◆ EXERCISE 1: In the speech below, which clause of the Bill establishes an animal sentience committee?

Amendment 1 in my name and those of the noble Lord, Lord Moylan, and the noble Earl, Lord Kinnoull, to whom I am grateful for their support, makes two key points. Clause 1(1) of the Bill establishes an animal sentience committee. Our amendment seeks to define, at the start of the Bill, two key aspects of that committee’s remit. The first aspect, which seeks to make explicit what I understand is Her Majesty’s Government’s intention, would introduce the word “process” with regard to the committee’s function in scrutinising the formulation and implementation of policy. It would make it very clear that the ASC did not have a function with regard to commenting on policy per se but, rather, on the degree to which the Government had taken animal welfare into account in developing that policy.

◆ EXERCISE 2: Locate each row that contains the word "mountain", and copy every one of those rows.

[Extracted records]
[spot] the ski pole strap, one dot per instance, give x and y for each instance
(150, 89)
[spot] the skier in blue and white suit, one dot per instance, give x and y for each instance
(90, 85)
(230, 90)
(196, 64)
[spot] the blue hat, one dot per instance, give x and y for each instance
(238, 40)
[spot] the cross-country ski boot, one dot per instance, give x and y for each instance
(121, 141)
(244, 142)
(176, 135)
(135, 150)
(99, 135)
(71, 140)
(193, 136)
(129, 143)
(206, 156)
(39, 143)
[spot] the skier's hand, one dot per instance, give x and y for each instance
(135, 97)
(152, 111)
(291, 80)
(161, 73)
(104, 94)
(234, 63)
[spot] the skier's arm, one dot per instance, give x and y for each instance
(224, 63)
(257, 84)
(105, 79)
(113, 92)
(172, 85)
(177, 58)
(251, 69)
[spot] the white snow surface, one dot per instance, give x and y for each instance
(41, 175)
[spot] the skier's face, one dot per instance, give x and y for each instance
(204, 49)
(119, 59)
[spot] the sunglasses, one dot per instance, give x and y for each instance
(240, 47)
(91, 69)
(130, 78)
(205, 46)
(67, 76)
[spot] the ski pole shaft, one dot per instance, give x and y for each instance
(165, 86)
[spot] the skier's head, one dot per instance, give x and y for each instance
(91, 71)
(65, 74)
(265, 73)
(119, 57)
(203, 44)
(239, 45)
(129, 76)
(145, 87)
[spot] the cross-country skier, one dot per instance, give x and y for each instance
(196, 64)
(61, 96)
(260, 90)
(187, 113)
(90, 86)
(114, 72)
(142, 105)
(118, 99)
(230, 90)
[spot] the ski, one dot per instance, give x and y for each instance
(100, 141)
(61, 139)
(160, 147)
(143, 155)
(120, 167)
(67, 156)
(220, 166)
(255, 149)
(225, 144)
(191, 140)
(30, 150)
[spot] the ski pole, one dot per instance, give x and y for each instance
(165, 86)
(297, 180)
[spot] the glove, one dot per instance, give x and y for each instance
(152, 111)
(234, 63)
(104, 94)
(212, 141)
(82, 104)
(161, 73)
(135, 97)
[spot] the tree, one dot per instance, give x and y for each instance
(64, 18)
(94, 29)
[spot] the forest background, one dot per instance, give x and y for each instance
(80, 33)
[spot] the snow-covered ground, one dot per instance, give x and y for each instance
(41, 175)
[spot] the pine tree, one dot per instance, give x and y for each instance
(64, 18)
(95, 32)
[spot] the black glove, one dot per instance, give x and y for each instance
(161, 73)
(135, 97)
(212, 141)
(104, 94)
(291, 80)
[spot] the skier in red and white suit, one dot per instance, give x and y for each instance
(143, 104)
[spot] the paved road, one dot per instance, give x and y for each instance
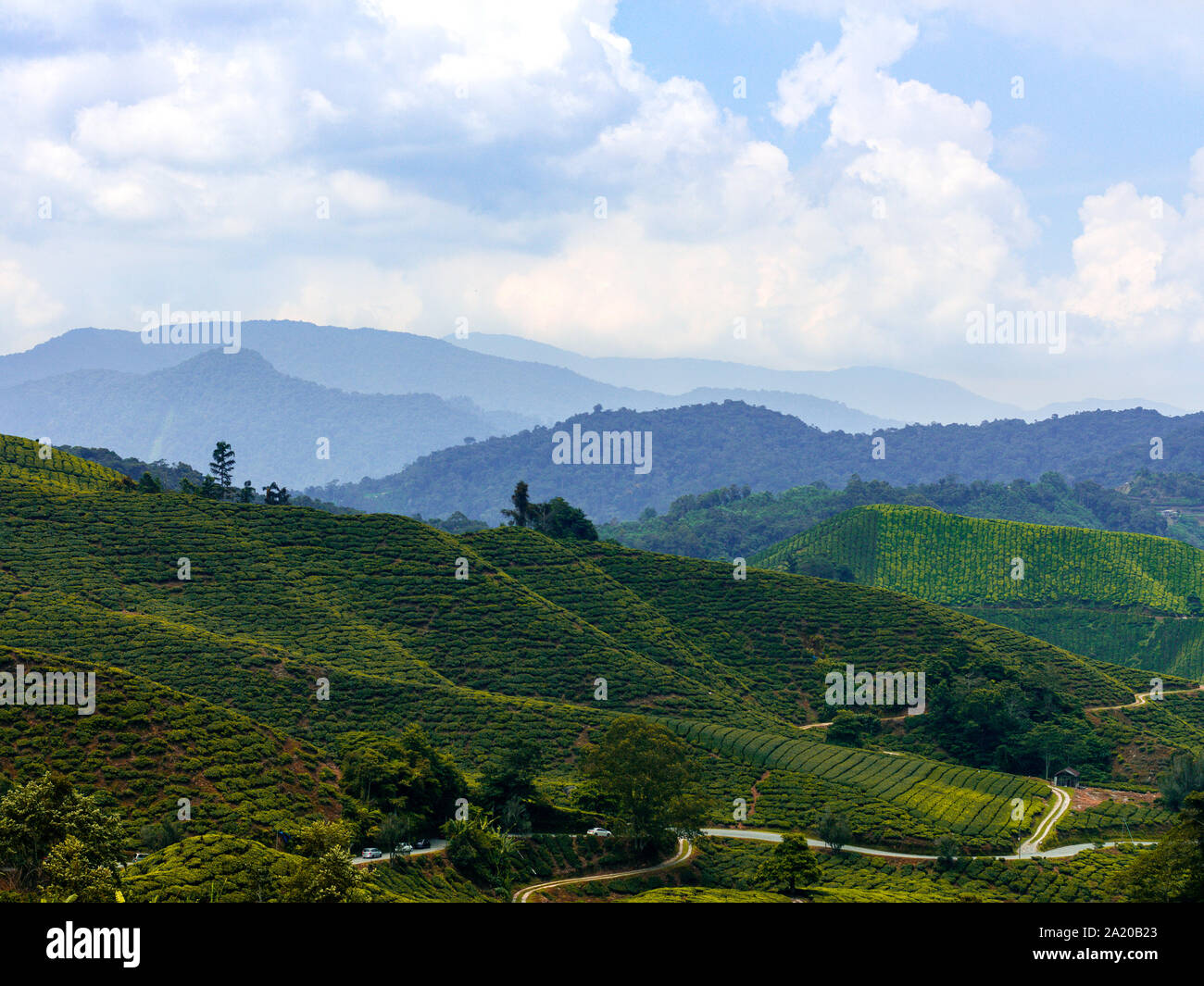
(775, 837)
(436, 845)
(1140, 698)
(1062, 805)
(684, 854)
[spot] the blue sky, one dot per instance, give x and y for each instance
(878, 185)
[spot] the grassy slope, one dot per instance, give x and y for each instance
(280, 597)
(1120, 597)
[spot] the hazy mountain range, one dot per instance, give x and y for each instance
(383, 399)
(709, 445)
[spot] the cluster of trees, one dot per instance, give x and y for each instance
(219, 481)
(1172, 872)
(59, 842)
(1000, 722)
(557, 518)
(691, 502)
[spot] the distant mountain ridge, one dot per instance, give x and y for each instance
(272, 420)
(714, 445)
(895, 396)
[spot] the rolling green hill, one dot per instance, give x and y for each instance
(735, 521)
(1122, 597)
(209, 682)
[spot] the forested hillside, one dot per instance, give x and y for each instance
(734, 521)
(266, 680)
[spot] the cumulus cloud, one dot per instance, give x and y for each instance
(458, 151)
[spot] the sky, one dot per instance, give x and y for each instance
(793, 183)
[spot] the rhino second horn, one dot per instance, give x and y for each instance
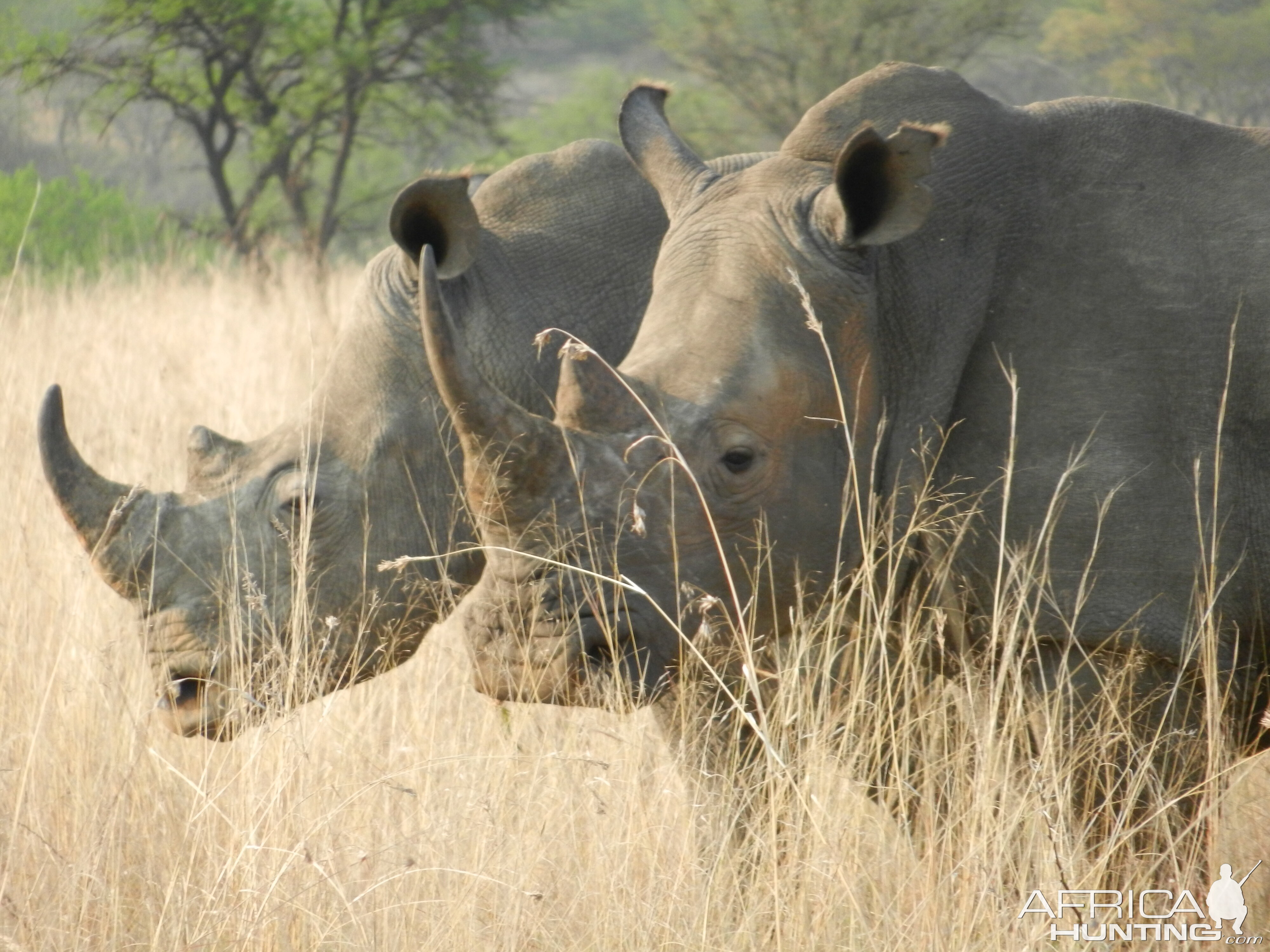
(210, 455)
(86, 497)
(591, 397)
(665, 159)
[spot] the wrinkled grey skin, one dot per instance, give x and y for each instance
(1100, 248)
(366, 473)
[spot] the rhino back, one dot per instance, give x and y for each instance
(1145, 234)
(568, 241)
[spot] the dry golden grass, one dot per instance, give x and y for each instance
(411, 813)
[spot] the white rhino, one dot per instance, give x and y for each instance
(258, 586)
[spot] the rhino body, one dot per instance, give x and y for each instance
(1102, 249)
(258, 585)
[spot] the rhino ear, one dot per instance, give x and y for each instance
(592, 397)
(664, 159)
(439, 213)
(878, 197)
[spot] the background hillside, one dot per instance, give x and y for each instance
(559, 72)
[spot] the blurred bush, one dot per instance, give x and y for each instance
(77, 223)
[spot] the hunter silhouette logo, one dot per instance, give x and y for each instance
(1226, 899)
(1102, 916)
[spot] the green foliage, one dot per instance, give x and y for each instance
(78, 223)
(1211, 58)
(283, 95)
(779, 58)
(708, 120)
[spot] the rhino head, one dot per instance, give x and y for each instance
(258, 585)
(730, 446)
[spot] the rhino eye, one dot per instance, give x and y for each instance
(295, 505)
(739, 459)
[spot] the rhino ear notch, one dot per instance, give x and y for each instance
(877, 196)
(438, 211)
(592, 397)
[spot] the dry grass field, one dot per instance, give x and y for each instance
(411, 813)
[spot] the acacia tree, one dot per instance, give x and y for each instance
(779, 58)
(284, 92)
(1210, 58)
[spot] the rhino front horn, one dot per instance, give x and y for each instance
(97, 508)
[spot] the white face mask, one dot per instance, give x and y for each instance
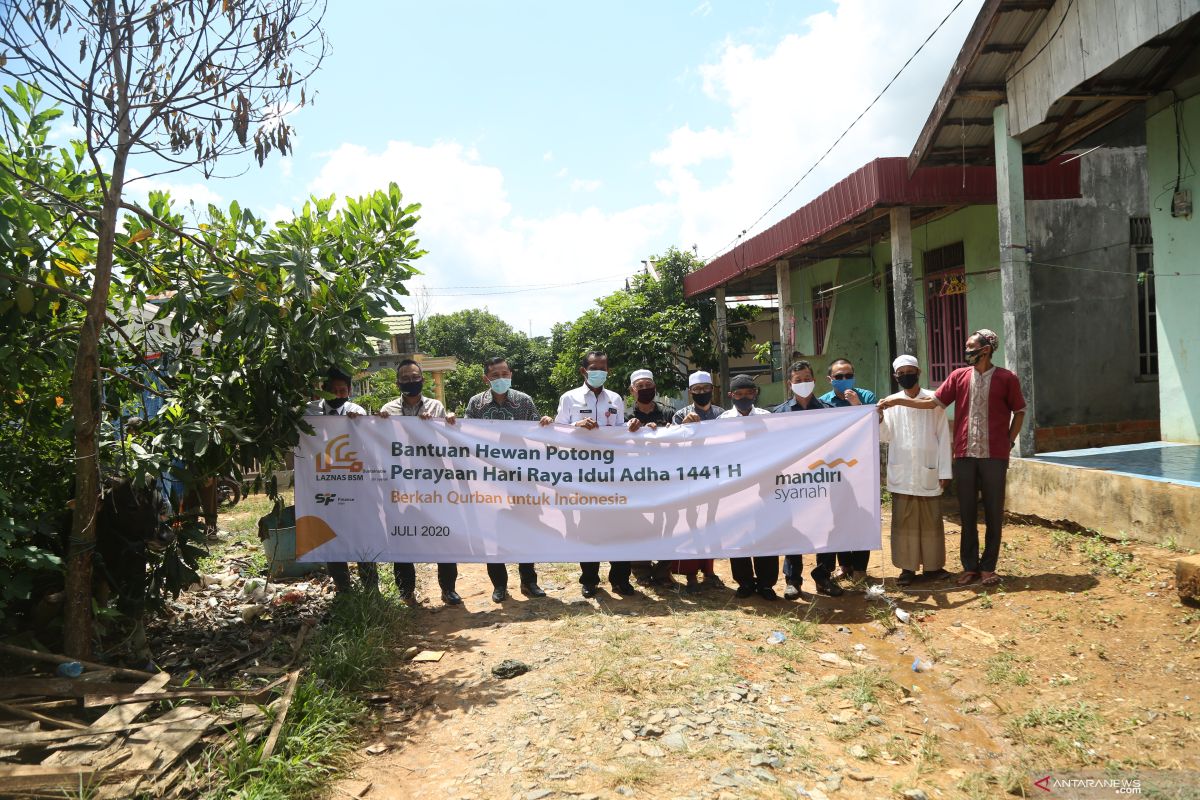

◆ RESULT 1: Clause 1(1) of the Bill establishes the animal sentience committee.

◆ RESULT 2:
[spot] the hazy mountain range, one dot per instance, give x and y for each instance
[spot] the distant mountain ridge, one dot per instance, give x and y for each instance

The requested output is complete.